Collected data
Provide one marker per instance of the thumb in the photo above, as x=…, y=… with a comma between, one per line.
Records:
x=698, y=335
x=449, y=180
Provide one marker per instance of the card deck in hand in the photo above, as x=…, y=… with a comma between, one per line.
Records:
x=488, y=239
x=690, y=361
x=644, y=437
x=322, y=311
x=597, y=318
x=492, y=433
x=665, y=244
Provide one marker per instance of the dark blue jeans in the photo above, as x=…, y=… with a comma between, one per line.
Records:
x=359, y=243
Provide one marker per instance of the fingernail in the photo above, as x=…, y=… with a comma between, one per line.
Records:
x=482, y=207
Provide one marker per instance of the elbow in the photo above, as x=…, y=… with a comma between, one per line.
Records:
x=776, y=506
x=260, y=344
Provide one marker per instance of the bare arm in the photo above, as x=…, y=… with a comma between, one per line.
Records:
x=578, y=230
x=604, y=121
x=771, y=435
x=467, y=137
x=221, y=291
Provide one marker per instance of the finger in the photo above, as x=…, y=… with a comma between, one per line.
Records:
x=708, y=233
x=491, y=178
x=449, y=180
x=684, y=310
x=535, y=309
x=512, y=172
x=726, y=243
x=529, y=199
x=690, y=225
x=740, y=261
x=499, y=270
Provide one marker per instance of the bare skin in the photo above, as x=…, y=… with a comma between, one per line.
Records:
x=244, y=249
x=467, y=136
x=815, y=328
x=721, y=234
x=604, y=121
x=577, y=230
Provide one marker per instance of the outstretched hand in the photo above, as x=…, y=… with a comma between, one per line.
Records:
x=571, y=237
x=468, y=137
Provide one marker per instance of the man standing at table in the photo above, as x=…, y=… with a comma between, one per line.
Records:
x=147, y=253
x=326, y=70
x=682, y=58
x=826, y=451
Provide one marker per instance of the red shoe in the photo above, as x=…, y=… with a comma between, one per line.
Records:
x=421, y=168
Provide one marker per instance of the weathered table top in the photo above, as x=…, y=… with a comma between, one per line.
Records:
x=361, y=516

• What you need to do
Recast every line of the material above as a numbered list, omitting any blank lines.

• Result for this exercise
1. Provide one marker per instance of the thumb in the photo above, as x=…, y=… with a comma between, one per line.
2. Records:
3. x=698, y=335
4. x=449, y=180
5. Provide one marker per instance of the card deck in hand in the photo above, as x=…, y=… with a comma between, one per line.
6. Records:
7. x=488, y=239
8. x=690, y=361
9. x=644, y=437
10. x=322, y=311
11. x=597, y=318
12. x=492, y=433
13. x=665, y=244
14. Provide one marker per instance of the dark blue jeans in the photo above, as x=…, y=… with a comma between, one per line.
15. Records:
16. x=359, y=243
17. Provide one marker per instance of the fingernail in the photo above, as x=…, y=… with a comma between, one per line.
18. Records:
19. x=482, y=207
20. Provide one marker per instance of the elbow in the photo above, as x=…, y=… with a comma between, one per line.
21. Records:
22. x=776, y=506
23. x=260, y=344
24. Provide one marker per instance of the bare arm in the photo above, as x=…, y=… with a comma between, one per line.
25. Records:
26. x=578, y=230
27. x=604, y=121
28. x=771, y=435
29. x=467, y=137
30. x=221, y=291
31. Provide one marker per instance of the finger in the photo above, as x=…, y=… with a comma between, one per line.
32. Records:
33. x=708, y=233
34. x=491, y=178
35. x=449, y=180
36. x=684, y=310
37. x=535, y=309
38. x=512, y=172
39. x=726, y=243
40. x=529, y=199
41. x=690, y=225
42. x=740, y=261
43. x=499, y=270
44. Provide one marker per instance of the bare skin in the photo above, as x=…, y=… with a comma between, one per line.
45. Records:
46. x=244, y=249
47. x=467, y=136
48. x=815, y=328
49. x=721, y=234
50. x=604, y=121
51. x=577, y=230
52. Provide one marker per instance of the outstretched hand in the photo above, as x=…, y=… with a comma between, one per line.
53. Records:
54. x=571, y=237
55. x=468, y=137
56. Provide one marker per instance of the man standing at table in the photo above, as x=…, y=… with a comma between, one per line.
57. Records:
58. x=147, y=253
59. x=326, y=70
60. x=682, y=58
61. x=826, y=451
62. Provide one marker per instance of the red shoe in the photo above, as x=…, y=… with a comma between, one per line.
63. Records:
64. x=421, y=168
65. Provide one marker per instance of the weathered table top in the photo above, as x=…, y=… with a comma between, one per line.
66. Records:
67. x=361, y=516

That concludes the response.